## DIRECTIVE
Copy the records below word for word, every one of them, and leave the pictures out.
╔══
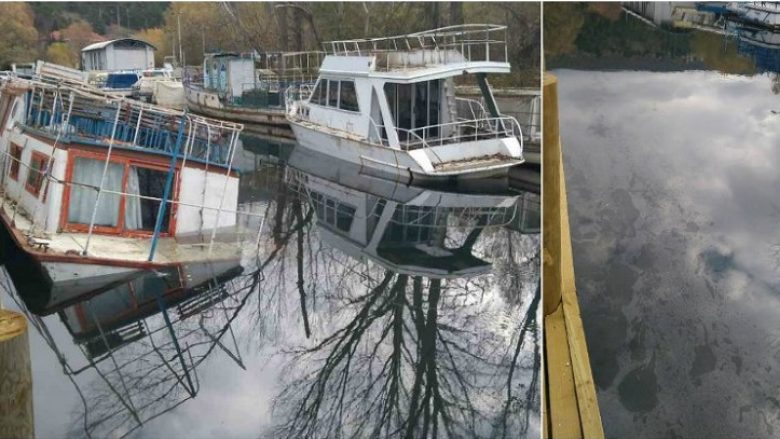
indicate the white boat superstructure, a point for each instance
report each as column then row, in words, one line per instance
column 389, row 105
column 430, row 233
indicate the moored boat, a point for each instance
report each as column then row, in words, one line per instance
column 389, row 105
column 84, row 176
column 249, row 88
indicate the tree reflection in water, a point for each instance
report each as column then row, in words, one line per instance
column 409, row 317
column 418, row 356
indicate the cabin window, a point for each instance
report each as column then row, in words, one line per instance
column 333, row 213
column 16, row 158
column 141, row 213
column 116, row 213
column 415, row 106
column 36, row 173
column 86, row 177
column 348, row 96
column 319, row 96
column 333, row 93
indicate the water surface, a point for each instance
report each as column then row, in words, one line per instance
column 359, row 308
╚══
## RESULT OF THE EXERCISE
indicate the white boat superstructure, a point for each instance
report each as column then row, in words, one line per instance
column 389, row 105
column 430, row 233
indicate the moored boat, a point for each instance
report each as column then row, in words, one line per instance
column 389, row 105
column 84, row 176
column 249, row 88
indicate the tree reflection in water, a point for each instance
report each as column then row, in words, one line per instance
column 409, row 317
column 418, row 356
indicate the cabin window, a point for each instance
report each as column then row, in words, one line per instance
column 333, row 213
column 16, row 158
column 141, row 213
column 116, row 213
column 415, row 106
column 36, row 173
column 86, row 177
column 348, row 96
column 319, row 96
column 333, row 93
indicate the water surface, a point for each instance
report each as column then row, in words, one line per instance
column 359, row 308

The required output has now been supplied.